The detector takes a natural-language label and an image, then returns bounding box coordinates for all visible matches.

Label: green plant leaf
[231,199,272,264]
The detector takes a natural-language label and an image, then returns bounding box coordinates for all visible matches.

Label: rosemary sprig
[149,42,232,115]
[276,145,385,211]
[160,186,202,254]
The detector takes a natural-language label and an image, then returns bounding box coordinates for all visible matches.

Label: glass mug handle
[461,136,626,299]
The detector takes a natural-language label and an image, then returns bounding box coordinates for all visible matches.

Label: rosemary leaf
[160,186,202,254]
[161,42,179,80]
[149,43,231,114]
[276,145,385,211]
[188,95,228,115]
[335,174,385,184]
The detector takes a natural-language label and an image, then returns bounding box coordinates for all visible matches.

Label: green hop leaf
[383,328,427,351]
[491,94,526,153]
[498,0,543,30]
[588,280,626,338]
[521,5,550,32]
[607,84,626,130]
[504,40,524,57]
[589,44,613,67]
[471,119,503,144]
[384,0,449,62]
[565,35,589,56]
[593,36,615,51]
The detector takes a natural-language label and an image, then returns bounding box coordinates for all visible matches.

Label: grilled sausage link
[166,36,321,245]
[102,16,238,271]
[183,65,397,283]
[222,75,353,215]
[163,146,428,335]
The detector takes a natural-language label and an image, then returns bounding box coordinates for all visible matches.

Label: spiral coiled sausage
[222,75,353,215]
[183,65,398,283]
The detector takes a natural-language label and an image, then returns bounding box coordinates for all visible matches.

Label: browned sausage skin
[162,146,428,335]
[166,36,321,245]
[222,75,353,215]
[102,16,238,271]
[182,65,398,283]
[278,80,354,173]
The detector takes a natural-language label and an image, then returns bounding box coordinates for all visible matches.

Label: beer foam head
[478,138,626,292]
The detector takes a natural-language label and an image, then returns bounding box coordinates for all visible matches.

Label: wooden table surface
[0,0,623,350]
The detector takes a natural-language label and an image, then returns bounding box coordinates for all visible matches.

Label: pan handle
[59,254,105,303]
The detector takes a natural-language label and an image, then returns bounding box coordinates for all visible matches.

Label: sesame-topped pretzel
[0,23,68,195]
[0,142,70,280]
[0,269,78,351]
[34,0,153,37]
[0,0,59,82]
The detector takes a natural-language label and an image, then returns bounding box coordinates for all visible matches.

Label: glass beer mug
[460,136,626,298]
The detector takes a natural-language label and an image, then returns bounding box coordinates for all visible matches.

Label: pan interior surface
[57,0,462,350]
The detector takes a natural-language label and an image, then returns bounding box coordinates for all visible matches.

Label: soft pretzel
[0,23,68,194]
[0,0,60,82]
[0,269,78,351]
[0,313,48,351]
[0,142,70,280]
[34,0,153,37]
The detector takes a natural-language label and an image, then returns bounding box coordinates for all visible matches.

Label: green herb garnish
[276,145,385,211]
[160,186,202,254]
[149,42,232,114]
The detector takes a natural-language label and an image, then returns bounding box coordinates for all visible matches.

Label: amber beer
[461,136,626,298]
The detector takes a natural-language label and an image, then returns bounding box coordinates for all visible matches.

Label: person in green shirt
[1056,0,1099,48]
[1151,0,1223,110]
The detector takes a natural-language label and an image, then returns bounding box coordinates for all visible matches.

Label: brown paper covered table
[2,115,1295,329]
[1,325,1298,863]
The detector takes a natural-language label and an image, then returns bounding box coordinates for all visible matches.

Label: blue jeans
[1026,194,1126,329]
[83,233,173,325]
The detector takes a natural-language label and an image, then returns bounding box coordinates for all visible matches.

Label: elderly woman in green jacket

## Required work
Could you restate the listing above word for word?

## Response to this task
The detector takes a natural-language label and an image, then returns bounding box coordinates for all visible matches.

Label: green plant leaf
[231,199,272,264]
The detector takes a natural-language label and an image, then returns bounding box coordinates for all visible matches.

Label: rosemary sprig
[149,42,232,115]
[276,145,385,211]
[160,186,202,254]
The detector takes a natural-language label and an image, then returns bounding box coordinates for all visible matches.

Label: glass mug handle
[461,136,626,299]
The detector takes a natural-language label and an image, then returns bounding box coordinates for all visible matches.

Label: rosemary leaf
[160,186,202,254]
[161,42,179,80]
[149,43,231,114]
[276,145,385,211]
[188,95,228,115]
[335,174,385,184]
The detector takes a natural-language label and an image, then returns bounding box coordinates for all visible matches.

Label: green hop leaf
[383,328,427,351]
[491,94,526,153]
[498,0,543,30]
[588,280,626,338]
[521,5,550,32]
[607,84,626,130]
[504,40,524,57]
[589,44,613,67]
[471,119,503,144]
[384,0,449,62]
[565,35,589,56]
[593,36,615,51]
The detector takes a natural-language label and an image, then returns bounding box coordinates for all visible matches.

Label: grilled sausage link
[166,36,321,245]
[102,16,238,271]
[183,65,397,283]
[222,75,353,215]
[163,146,428,335]
The detector takes a natural-language label and an image, then returns bounding box coordinates for all visible matches.

Label: spiral coiled sausage
[222,75,353,215]
[183,65,398,283]
The detector takes a natural-language label and an image, then returns bounding box coordinates for all visible matches.

Label: browned sausage skin
[162,146,428,335]
[166,36,321,245]
[222,75,353,215]
[102,16,238,271]
[182,65,398,283]
[278,80,354,173]
The detector takes a natural-language label and an image, then returns bounding box coordinates for all visible matches.

Label: beer foam head
[478,138,626,292]
The detector takes a natural-language label and an image, then returns bounding box coordinates for all visible matches.

Label: wooden table surface
[0,0,623,350]
The detector takes a natural-language label and an image, then returns bounding box coordinates for all visible matches.

Label: pan handle
[59,254,105,303]
The detector takes a natural-language label and an image, then returns bounding box coordinates for all visible matches.

Label: sesame-topped pretzel
[0,23,68,195]
[0,142,70,280]
[0,269,78,351]
[34,0,153,37]
[0,0,59,82]
The detector takes a natural-language label and an image, then returns bounding box coordinates for all visible matches.

Label: glass beer mug
[460,136,626,298]
The detector takes a natural-language label and an image, then returns bounding box coordinates for all visible matches.

Label: pan interior surface
[57,0,462,350]
The detector takes a natural-language label and an image, then returns bounding box coordinates for all visible matches.

Label: soft pretzel
[0,23,68,194]
[0,0,60,82]
[0,269,78,351]
[0,313,48,351]
[0,142,70,280]
[34,0,153,37]
The detector takes a natural-language label and an image, then returns bounding box coordinates for all visible matches.

Label: green herb garnish
[276,145,385,211]
[160,186,202,254]
[149,42,232,114]
The detector takes a natural-language label and an image, then returns bounding box coordinates for all visible matches.

Label: amber beer
[461,136,626,298]
The detector takes a natural-language label and an image, then returns bounding box coordinates for all visible matches.

Label: person in green shirt
[1056,0,1099,48]
[1151,0,1223,110]
The detector takes a natural-language label and an image, then returns bounding box coordinates for all visible matches.

Label: brown paper covered table
[2,115,1295,329]
[1,325,1298,863]
The detector takes a natural-language label and an image, then returns bounding box coordinates for all visible matches.

Label: blue jeans
[1026,194,1126,329]
[83,233,173,325]
The detector takes a natural-language label and an image, then returns bounding box coordinates for all visible matches.

Label: elderly woman in green jacket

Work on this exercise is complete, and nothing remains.